Written task:
Quote all of the entries word for word.

Source data:
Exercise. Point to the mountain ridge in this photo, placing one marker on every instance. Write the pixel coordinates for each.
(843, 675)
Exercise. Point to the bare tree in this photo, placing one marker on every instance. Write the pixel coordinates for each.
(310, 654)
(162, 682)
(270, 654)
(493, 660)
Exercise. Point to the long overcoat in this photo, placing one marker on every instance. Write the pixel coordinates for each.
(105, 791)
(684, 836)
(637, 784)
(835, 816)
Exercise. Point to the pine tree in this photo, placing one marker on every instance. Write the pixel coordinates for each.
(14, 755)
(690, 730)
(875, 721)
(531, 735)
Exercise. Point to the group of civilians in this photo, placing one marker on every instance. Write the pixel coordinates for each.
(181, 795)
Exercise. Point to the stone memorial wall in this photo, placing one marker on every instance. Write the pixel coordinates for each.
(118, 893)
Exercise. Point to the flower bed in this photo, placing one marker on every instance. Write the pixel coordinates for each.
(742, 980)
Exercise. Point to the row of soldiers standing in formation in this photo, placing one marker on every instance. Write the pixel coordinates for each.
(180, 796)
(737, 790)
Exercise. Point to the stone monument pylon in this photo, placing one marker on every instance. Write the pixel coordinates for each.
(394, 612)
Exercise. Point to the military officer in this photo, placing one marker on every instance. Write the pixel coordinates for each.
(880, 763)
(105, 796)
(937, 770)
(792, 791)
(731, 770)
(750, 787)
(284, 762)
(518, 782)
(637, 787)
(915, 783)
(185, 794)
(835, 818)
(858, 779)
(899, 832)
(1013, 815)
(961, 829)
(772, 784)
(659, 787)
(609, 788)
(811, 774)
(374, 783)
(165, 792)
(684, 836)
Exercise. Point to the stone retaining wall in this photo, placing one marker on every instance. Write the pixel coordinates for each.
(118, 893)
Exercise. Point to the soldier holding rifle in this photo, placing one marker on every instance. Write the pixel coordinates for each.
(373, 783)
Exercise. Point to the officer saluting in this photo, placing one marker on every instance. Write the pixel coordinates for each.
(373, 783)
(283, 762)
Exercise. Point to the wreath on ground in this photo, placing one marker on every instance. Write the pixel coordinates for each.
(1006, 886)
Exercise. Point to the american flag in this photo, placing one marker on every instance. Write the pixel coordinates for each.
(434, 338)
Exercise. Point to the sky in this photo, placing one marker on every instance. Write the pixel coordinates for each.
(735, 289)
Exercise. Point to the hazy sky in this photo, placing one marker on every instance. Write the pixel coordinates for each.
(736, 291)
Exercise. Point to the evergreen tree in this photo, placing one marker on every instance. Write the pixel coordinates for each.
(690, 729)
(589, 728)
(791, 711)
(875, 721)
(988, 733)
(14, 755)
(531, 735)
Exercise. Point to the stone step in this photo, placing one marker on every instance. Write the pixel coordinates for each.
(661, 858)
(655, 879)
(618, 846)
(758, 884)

Problem solution:
Exercise. Point to the mountain ridge in this photo, placing one marker on every instance. Write the pixel coordinates for each.
(843, 675)
Exercise. Point to the bare tree in this photo, placing one marker on every instance. Write the pixel coordinates for each.
(310, 654)
(162, 682)
(270, 654)
(493, 660)
Exercise. Point to the long overcoat in this photo, placing one marker on every instance. Write the pixel coordinates for each.
(105, 791)
(684, 836)
(637, 784)
(835, 816)
Exercise. Point to the pine tree in this photo, placing one marker on every instance. Write the pixel coordinates for each.
(14, 755)
(690, 730)
(875, 721)
(531, 735)
Exercise. Point to the group of civilians in this photo, placing one marker on every instance. Write the pixel coordinates for each.
(181, 795)
Exercise. Point to the stone memorial wall in this photo, placing one marker on every instance. Write the pixel coordinates for each.
(118, 893)
Exercise. Point to the flower bed in this photo, placing one marker on every instance. Write the pixel coordinates for each.
(742, 980)
Exercise. Point to the row of soldiers standing in formation in this photo, placing one marker on every instance. Write the pixel coordinates for each.
(180, 796)
(737, 790)
Exercise. Point to the stone monument pylon in this photo, placing one marker on every instance. Write the pixel coordinates for each.
(394, 612)
Exercise. Point to the military officer in this photo, placing one marker on every instance. Write the pixel coordinates for each.
(880, 763)
(105, 796)
(937, 770)
(792, 791)
(731, 770)
(750, 787)
(284, 762)
(518, 782)
(637, 787)
(915, 783)
(185, 794)
(835, 818)
(858, 779)
(899, 832)
(1013, 815)
(961, 829)
(772, 784)
(659, 787)
(609, 788)
(811, 774)
(374, 783)
(165, 792)
(684, 836)
Exercise. Point to the stone retaining wall in this photo, placing one marker on every instance. Write the pixel coordinates for each.
(118, 893)
Exercise. Point to the soldier holding rifle in this photo, placing one marker on every instance. Write the pixel coordinates for each.
(373, 783)
Exercise. Point to the officer saluting in this photo, placing one marker on every instance. Write the pixel coordinates for each.
(373, 783)
(283, 762)
Exercise. Point to the wreath on ground in this photo, placing one marker on every instance. Write the pixel coordinates for each.
(1006, 886)
Exercise. Point to the american flag in this photo, placing one marker on every instance. Write the pixel coordinates for each.
(434, 338)
Exercise. Point to the sky in this photo, placing one marker on every instance. Write the pixel coordinates for each.
(735, 289)
Exercise. Point to the hazy sky in this photo, placing one marker on every instance. Write the pixel coordinates for each.
(736, 291)
Exercise. Point to the evergreen tree in this photo, placing one marker on every instance. Write the pixel coordinates for each.
(690, 729)
(589, 728)
(791, 711)
(875, 721)
(988, 733)
(14, 755)
(531, 735)
Exercise. Point to the stone step in this photo, placing one marker on every instance. Write the pixel coordinates for each.
(661, 858)
(655, 879)
(618, 846)
(758, 884)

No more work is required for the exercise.